Exercise instructions - Output the lines of the records from the line containing "green shunting locomotive." through the line containing "[304,211,323,268]" as a JSON list of strings, one string per line, omitting blank lines.

(Some records)
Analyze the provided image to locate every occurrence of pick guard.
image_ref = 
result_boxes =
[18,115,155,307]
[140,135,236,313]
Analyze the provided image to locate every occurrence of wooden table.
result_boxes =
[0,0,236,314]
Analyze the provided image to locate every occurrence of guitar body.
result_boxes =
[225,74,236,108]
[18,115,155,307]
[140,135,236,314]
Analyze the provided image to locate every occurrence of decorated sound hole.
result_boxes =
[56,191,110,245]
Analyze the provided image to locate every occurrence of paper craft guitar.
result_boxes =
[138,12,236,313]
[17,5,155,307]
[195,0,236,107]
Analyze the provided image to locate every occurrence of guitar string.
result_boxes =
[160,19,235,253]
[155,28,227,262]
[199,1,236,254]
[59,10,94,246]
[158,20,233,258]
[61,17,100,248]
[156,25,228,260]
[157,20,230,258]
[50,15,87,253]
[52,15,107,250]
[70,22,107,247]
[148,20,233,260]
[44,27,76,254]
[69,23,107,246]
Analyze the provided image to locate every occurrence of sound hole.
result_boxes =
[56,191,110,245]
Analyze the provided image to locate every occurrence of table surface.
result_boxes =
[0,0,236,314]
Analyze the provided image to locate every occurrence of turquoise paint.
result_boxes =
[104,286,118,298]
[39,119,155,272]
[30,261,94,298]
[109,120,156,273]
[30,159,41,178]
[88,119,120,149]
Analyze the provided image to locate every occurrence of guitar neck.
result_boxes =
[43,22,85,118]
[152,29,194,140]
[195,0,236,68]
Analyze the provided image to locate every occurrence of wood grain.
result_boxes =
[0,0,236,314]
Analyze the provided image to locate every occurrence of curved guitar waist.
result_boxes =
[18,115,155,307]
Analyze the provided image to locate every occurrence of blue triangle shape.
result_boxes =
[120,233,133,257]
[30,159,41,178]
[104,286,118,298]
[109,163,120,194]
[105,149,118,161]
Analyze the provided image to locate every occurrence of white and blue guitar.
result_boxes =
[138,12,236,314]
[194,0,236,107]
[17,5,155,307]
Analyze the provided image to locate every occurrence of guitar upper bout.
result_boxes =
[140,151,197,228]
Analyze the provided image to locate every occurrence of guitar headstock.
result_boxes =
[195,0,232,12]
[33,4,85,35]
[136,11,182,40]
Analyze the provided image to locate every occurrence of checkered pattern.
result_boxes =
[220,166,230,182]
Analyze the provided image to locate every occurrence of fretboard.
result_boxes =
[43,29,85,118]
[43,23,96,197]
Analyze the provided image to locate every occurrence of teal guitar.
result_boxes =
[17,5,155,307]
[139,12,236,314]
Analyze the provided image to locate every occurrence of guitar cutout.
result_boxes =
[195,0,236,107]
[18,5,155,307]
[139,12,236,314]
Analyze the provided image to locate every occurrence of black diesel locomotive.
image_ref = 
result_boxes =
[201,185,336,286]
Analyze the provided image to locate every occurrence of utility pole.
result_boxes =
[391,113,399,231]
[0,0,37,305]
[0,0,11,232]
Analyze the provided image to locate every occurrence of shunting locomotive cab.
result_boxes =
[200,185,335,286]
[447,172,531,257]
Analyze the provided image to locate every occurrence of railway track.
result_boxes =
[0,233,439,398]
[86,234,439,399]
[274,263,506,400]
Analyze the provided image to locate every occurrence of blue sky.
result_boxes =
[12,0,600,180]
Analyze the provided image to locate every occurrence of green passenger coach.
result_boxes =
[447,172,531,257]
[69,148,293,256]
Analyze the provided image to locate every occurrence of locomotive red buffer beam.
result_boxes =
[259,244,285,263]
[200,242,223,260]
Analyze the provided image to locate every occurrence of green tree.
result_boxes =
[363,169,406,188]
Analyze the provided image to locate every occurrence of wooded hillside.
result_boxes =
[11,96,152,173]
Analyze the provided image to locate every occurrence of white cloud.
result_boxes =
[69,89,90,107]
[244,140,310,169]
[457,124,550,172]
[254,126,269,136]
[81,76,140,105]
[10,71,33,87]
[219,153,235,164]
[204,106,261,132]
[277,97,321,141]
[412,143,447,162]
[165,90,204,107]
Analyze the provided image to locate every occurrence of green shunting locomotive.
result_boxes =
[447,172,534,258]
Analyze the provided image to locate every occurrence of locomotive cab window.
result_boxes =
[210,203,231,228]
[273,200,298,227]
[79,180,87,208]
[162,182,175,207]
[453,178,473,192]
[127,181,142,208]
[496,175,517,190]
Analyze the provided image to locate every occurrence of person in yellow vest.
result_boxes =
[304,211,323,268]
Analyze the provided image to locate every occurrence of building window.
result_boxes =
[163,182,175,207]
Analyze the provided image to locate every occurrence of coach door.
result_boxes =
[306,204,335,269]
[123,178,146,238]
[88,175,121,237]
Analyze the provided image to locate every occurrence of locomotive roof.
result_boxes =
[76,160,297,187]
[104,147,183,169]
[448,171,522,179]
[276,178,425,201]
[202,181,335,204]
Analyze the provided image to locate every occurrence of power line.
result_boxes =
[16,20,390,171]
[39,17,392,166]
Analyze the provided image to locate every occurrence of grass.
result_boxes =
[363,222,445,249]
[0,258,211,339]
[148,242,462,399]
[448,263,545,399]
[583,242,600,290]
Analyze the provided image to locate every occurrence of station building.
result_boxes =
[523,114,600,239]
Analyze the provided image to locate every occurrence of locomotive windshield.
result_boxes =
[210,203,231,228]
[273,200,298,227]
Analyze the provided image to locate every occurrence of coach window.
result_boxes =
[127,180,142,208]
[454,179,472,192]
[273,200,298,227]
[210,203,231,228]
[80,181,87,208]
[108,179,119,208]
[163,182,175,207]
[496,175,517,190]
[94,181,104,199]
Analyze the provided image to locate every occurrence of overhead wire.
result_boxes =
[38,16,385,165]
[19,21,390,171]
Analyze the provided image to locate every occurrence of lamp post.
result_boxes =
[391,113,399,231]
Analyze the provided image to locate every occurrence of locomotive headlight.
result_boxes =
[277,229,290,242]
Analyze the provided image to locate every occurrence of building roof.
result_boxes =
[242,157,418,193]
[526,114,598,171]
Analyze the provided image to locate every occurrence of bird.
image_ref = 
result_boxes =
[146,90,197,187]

Output of the exercise -
[
  "Analyze the provided image to locate every occurrence of green shunting locomotive.",
  "result_boxes =",
  "[447,172,534,258]",
  "Analyze the provided image to locate every occurrence of locomotive cab window.",
  "result_boxes =",
  "[210,203,231,228]",
  "[273,200,298,227]",
  "[79,180,87,208]",
  "[162,182,175,207]",
  "[453,178,473,192]",
  "[127,181,142,208]",
  "[496,175,517,190]",
  "Analyze the provided image to locate every occurrence of person in yellow vest.",
  "result_boxes =",
  "[304,211,323,268]"
]